Trabajo requerido: Actualiza todo el material siguiente cambiando "frame" por "image" en cada línea y deja lo demás igual.

Extractos del material:

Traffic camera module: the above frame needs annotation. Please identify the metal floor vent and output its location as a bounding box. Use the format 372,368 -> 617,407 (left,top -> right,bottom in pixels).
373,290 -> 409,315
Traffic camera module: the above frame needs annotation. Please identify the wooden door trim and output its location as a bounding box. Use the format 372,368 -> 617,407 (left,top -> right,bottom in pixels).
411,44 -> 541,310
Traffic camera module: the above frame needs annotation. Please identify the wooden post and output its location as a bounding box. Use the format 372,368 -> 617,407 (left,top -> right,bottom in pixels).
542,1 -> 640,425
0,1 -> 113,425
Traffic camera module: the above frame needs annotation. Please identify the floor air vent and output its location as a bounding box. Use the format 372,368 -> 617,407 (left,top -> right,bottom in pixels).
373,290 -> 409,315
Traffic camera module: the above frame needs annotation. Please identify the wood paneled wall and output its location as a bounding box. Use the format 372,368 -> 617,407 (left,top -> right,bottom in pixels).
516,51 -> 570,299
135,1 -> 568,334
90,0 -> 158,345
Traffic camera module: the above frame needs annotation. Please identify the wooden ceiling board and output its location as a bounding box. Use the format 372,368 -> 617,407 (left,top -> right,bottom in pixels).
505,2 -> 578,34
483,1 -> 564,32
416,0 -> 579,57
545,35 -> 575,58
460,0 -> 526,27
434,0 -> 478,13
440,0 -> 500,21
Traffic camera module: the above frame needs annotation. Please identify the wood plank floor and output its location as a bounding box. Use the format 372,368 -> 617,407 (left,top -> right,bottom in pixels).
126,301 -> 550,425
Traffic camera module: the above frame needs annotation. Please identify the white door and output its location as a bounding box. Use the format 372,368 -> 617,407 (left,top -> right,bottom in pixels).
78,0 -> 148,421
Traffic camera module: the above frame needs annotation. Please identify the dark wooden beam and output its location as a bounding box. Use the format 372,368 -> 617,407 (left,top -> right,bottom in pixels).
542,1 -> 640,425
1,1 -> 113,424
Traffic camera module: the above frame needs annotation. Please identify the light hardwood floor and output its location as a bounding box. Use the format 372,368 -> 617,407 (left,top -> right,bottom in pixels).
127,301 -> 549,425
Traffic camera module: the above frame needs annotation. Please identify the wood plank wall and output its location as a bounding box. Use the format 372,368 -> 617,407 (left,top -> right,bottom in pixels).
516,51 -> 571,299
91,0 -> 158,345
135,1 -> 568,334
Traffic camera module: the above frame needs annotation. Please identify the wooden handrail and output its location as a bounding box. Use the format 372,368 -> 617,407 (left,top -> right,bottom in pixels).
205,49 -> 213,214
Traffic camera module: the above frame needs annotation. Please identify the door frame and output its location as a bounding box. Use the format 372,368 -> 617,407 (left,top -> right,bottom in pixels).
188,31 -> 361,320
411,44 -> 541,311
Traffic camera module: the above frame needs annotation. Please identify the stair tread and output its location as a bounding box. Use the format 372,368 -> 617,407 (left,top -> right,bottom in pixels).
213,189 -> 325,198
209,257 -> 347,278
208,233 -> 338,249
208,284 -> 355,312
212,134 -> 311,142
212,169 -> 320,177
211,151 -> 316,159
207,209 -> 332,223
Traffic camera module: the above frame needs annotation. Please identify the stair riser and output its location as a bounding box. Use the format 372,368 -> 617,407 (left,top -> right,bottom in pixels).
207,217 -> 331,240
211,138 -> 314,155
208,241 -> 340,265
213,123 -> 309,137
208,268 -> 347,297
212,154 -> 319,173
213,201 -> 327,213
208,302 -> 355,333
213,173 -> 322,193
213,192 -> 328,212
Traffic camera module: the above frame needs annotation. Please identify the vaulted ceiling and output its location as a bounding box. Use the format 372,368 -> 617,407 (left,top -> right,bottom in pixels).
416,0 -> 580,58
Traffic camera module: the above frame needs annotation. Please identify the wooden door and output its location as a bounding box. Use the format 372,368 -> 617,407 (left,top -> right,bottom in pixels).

Resultado del ejercicio:
Traffic camera module: the above image needs annotation. Please identify the metal floor vent and output its location as a bounding box. Use the format 372,368 -> 617,407 (left,top -> right,bottom in pixels).
373,290 -> 409,315
Traffic camera module: the above image needs annotation. Please identify the wooden door trim and output its location as a bounding box. Use the format 372,368 -> 617,407 (left,top -> right,bottom in pixels).
411,44 -> 541,310
Traffic camera module: the above image needs annotation. Please identify the wooden post and output its location as a bounding box. Use the format 372,368 -> 617,407 (left,top -> right,bottom in pixels).
542,1 -> 640,425
0,1 -> 113,425
Traffic camera module: the above image needs annotation. Please identify the floor air vent and output its location as a bounding box. Use the format 372,368 -> 617,407 (left,top -> right,bottom in pixels).
373,290 -> 409,315
Traffic camera module: the above image needs annotation. Please identify the wood paneled wall and output its location as a bounding box. Use the format 372,368 -> 617,407 (left,top -> right,bottom in pixels).
516,51 -> 570,299
135,1 -> 568,334
90,0 -> 158,345
Traffic camera module: the above image needs annotation. Please identify the wooden ceiling board and output its location as a bounding box. Use the format 372,368 -> 617,407 (left,top -> right,bottom in pixels).
505,2 -> 578,34
483,1 -> 564,32
416,0 -> 579,57
545,35 -> 575,58
460,0 -> 526,27
434,0 -> 478,13
440,0 -> 500,21
Traffic camera module: the above image needs annotation. Please identify the wood plank floor and output its location as a bounding box. Use the format 372,368 -> 617,407 (left,top -> right,bottom in pixels).
126,301 -> 550,425
Traffic camera module: the above image needs annotation. Please identify the white door and output its location as a bounding box. Use the format 372,368 -> 617,407 (left,top -> right,bottom in pixels).
78,0 -> 148,421
Traffic camera module: the above image needs annotation. Please identify the dark wooden beam and output its location as a bounding box. Use the format 372,368 -> 617,407 (left,top -> right,bottom in pixels).
542,1 -> 640,425
1,1 -> 113,424
Traffic camera module: the above image needs annotation. Please identify the light hardwood floor and output its location as a bounding box. Use the format 372,368 -> 617,407 (left,top -> right,bottom in pixels).
127,301 -> 549,425
Traffic camera module: the above image needs annotation. Please identify the wood plank wall and output its location as a bounding box. Use the format 372,368 -> 617,407 (left,top -> right,bottom in pixels).
516,51 -> 571,299
91,0 -> 158,345
135,1 -> 568,334
Traffic camera module: the above image needs annotation. Please identify the wooden handrail and output its location as a bounding box. Use the format 372,368 -> 617,407 (left,top -> right,bottom in pixels).
205,49 -> 213,214
Traffic camera module: the above image needs annotation. Please identify the door image and output its location as a bounding box. Use the format 372,368 -> 617,407 (left,top -> right,bottom in pixels).
188,31 -> 361,320
411,44 -> 541,311
Traffic camera module: the above image needs annotation. Please identify the stair tread and output its location as a bounding box. Use the format 372,368 -> 617,407 (left,top -> right,bottom in pixels).
213,189 -> 325,198
209,257 -> 347,278
208,233 -> 338,249
208,284 -> 355,312
212,134 -> 311,142
212,169 -> 320,177
211,151 -> 316,159
207,209 -> 332,223
Traffic camera module: the above image needs annotation. Please identify the stair riser and output its location as a bounding box. Use the format 372,368 -> 617,407 (left,top -> right,bottom in pixels).
207,217 -> 331,240
211,138 -> 314,155
208,241 -> 340,265
213,123 -> 309,137
208,268 -> 347,297
212,154 -> 319,173
213,201 -> 327,213
208,302 -> 355,333
213,173 -> 322,193
213,192 -> 328,212
Traffic camera module: the above image needs annotation. Please identify the vaulted ceiling and output its location as a bounding box. Use the format 372,368 -> 617,407 (left,top -> right,bottom in pixels).
416,0 -> 580,58
Traffic camera module: the above image needs annotation. Please identify the wooden door and output its location as a bounding box. Use the format 372,368 -> 617,407 (left,top -> right,bottom in pixels).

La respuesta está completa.